SOURCE EXCERPT

Re: Using Word for lengthy documents

Subject: Re: Using Word for lengthy documents
From: "Wayne J. Douglass" <wayned -at- VERITY -dot- COM>
Date: Wed, 26 Feb 1997 08:44:49 -0800

At 10:41 PM 2/25/97 -0500, Noelle Conover wrote:
>Does anyone have extensive experience with the Master document feature of
Word? I am
>sure that many are using Word to manage lengthy documents. I really don't
want to
>treat each API as a separate document because I need to maintain chapter
and page
>numbers as well as generate a table of contents and index. Any advice would be
I offer the following sad story of "chequered history the Master Documents
feature in Word for Windows" from the latest Woody's Office Watch Newsletter:

"Your Office Devils Advocate" tells the sad story of Master Documents:

Long and bitter experience has taught me to be very wary of
announcements of new features from Microsoft. MS marketing love to drum
up hoopla and excitement over new goodies, but I've learnt to take this
fanfare with large grains of salt.

If you don't believe me, then look at the sad and chequered history of
the Master Documents feature in Word for Windows. It sounded like a
great idea for makers of large documents, sadly it was little more than
an idea in reality. To quote from the Word 6 Users Guide "A master
document helps you organize and maintain a long document - such as a
book or multi-part report - that is divided into separate files or
subdocuments." And in the Word 6 Resource Kit it clearly states that it
can handle a master document or up to 32 megabytes in size with up to
80 subdocuments.

In practice, Master Documents would only work with a very small number
of loaded documents, often as few as 5 or 10. The number of documents
varied depending on a variety of factors, but it was only a matter of
time before you'd start getting GPF's and other errors. Master
Documents was unusable by anyone working in a real world situation,
like a book.

I was reminded of the Master Documents debacle when a friend called
having tried it. It fell apart with only a few documents loaded in
Word 6, he rang Microsoft Tech Support. They gave him the official line
that Word 6 was fine with some 'minor' problems that were fixed in Word
6.0c. Ha! I replied with a gale of derisive laughter, no-one with any
practical knowledge of Word would recommend Master Documents under Word
6 or 95. I was disappointed, but not surprised, that Microsoft would
give such dangerous advice to a customer. The small changes in the
6.0c update might have eased the Microsoft corporate conscience but it
did little to help users.

They could not supply the 6.0c update anymore, so the friend rang me to
borrow my old copy. Dunno how many ways by kindness to him breached my
software licence.

So Master Documents in Word 6 is little more than a marketing mirage.
Worse still its dangerous because unwary users can lose a lot of
important data and waste a lot of time. Nothing much changed in Word 7
for Windows 95, you might be able to load more into a Master Document,
but it was still unstable. And the final word on master documents comes
from the actions of Microsoft employees themselves. No-one at Redmond
would use the feature themselves in Word 6 or 7, a far cry from what
they would tell customers.

In Word 97 they may have got master documents working the way it was
supposed to back in Word 6. Microsoft employees are apparently braving
the waters, though this may be more due to loyalty. Frankly, master
documents have got such a bad reputation that I can't blame anyone for
not trusting their valued work to something that Microsoft have had two
failed attempts at.

DATA

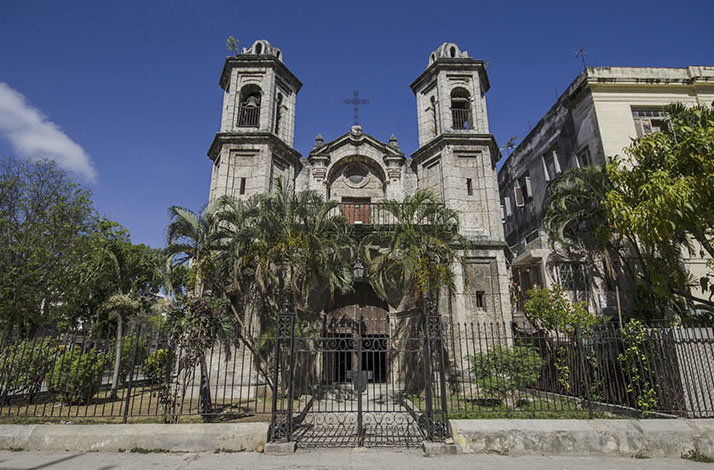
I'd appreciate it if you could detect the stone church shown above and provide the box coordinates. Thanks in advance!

PARTS OF THE EXERCISE
**A.** Answer these questions from the post about Word's Master Documents feature.
(i) According to the Word 6 Resource Kit, up to how many subdocuments can a master document hold?
(ii) In practice, with as few as how many loaded documents would Master Documents work?
(iii) Which update did Microsoft Tech Support say fixed the 'minor' problems?
**B.** Quote the post about Word's Master Documents feature word for word, everything from "I was reminded" down to "to help users.".

SOLUTIONS FOR EACH TASK
**A.**
(i) 80 subdocuments.
(ii) Often as few as 5 or 10.
(iii) Word 6.0c.

**B.**
I was reminded of the Master Documents debacle when a friend called
having tried it. It fell apart with only a few documents loaded in
Word 6, he rang Microsoft Tech Support. They gave him the official line
that Word 6 was fine with some 'minor' problems that were fixed in Word
6.0c. Ha! I replied with a gale of derisive laughter, no-one with any
practical knowledge of Word would recommend Master Documents under Word
6 or 95. I was disappointed, but not surprised, that Microsoft would
give such dangerous advice to a customer. The small changes in the
6.0c update might have eased the Microsoft corporate conscience but it
did little to help users.